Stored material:
'''
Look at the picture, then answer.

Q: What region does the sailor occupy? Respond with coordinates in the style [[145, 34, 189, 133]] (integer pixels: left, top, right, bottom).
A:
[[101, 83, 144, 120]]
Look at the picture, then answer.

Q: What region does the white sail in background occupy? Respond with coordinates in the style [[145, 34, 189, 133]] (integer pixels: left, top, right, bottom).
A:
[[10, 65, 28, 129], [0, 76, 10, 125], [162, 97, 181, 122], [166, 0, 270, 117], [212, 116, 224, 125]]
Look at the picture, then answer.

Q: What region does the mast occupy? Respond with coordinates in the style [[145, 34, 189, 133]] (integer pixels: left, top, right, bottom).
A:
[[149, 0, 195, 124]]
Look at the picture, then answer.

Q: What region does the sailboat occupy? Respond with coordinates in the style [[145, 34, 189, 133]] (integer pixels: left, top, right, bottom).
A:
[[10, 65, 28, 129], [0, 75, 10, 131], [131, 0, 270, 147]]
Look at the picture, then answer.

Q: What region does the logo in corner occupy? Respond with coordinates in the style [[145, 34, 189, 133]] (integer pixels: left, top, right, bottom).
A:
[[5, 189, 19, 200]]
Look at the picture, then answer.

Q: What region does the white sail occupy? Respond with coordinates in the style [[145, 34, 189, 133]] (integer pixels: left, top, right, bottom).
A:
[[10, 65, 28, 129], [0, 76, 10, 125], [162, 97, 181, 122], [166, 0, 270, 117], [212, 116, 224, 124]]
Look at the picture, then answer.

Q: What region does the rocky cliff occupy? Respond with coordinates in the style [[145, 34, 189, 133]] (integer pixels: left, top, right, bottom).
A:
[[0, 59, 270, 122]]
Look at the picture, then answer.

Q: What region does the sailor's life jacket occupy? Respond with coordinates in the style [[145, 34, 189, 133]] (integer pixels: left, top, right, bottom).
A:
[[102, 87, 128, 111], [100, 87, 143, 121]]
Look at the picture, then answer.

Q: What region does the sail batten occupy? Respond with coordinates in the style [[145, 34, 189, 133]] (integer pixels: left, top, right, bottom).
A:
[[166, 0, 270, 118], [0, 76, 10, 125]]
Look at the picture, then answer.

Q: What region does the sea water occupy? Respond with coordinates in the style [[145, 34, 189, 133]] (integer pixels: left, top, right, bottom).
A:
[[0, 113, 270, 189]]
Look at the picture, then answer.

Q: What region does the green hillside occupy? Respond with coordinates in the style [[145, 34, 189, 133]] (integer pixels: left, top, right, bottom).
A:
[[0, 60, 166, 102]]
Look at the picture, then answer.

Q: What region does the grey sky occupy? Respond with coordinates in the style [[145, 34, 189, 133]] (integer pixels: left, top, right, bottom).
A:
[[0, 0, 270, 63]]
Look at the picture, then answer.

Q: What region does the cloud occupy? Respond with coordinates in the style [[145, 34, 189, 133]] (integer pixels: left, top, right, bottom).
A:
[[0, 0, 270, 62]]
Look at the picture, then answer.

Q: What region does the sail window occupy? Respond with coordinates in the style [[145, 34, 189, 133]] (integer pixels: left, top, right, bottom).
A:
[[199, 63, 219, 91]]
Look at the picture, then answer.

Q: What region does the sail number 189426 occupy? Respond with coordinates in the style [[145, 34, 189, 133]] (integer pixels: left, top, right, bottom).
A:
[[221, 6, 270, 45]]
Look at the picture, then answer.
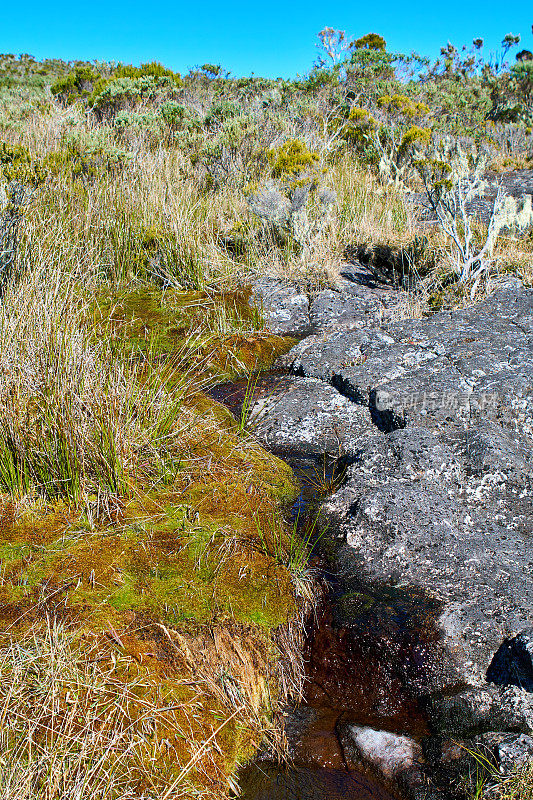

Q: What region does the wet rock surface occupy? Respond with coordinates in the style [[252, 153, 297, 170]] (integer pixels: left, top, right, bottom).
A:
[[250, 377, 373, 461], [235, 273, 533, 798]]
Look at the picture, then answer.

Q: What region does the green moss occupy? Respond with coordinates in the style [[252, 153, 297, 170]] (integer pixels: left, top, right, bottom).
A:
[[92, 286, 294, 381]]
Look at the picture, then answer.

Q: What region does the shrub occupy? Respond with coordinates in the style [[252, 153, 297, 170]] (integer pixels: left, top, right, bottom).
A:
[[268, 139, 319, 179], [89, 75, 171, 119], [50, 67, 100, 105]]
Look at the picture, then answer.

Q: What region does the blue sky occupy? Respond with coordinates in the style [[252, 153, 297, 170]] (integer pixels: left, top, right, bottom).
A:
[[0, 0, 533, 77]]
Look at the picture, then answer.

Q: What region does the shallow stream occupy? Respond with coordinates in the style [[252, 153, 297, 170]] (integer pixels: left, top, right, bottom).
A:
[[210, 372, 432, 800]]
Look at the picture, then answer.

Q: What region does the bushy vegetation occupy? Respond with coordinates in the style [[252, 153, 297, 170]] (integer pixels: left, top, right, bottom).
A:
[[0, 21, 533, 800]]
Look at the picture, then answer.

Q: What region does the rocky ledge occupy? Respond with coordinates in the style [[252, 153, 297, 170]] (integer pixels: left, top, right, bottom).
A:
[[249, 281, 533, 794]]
'''
'''
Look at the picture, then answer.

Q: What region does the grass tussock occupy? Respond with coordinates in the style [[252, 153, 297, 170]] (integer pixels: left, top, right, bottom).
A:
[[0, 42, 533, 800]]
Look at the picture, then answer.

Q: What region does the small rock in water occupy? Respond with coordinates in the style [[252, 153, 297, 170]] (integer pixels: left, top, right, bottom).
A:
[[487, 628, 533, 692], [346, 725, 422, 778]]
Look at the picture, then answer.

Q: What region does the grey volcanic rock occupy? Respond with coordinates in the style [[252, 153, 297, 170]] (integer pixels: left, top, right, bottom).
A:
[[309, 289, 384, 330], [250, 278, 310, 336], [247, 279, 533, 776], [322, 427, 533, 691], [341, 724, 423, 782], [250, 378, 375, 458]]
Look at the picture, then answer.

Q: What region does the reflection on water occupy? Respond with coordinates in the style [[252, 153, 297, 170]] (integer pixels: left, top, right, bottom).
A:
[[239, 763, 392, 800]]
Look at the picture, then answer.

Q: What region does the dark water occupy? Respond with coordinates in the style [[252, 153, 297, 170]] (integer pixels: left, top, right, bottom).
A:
'''
▶ _WRITTEN INSTRUCTION_: Identify every line in the material above that contains the word "rocky", and copy each of those lines. Case counts, so match the capitalization given.

▶ _EXPECTED ANSWER_:
Q: What region does the rocky cliff occupy? Respond with coordinates in the style [[145, 34, 189, 133]] (integer pixels: left, top, right, bottom).
Q: What region does the rocky ledge occupy? Respond with coordinates in the style [[252, 153, 297, 170]] (integer pixels: left, top, right, bottom).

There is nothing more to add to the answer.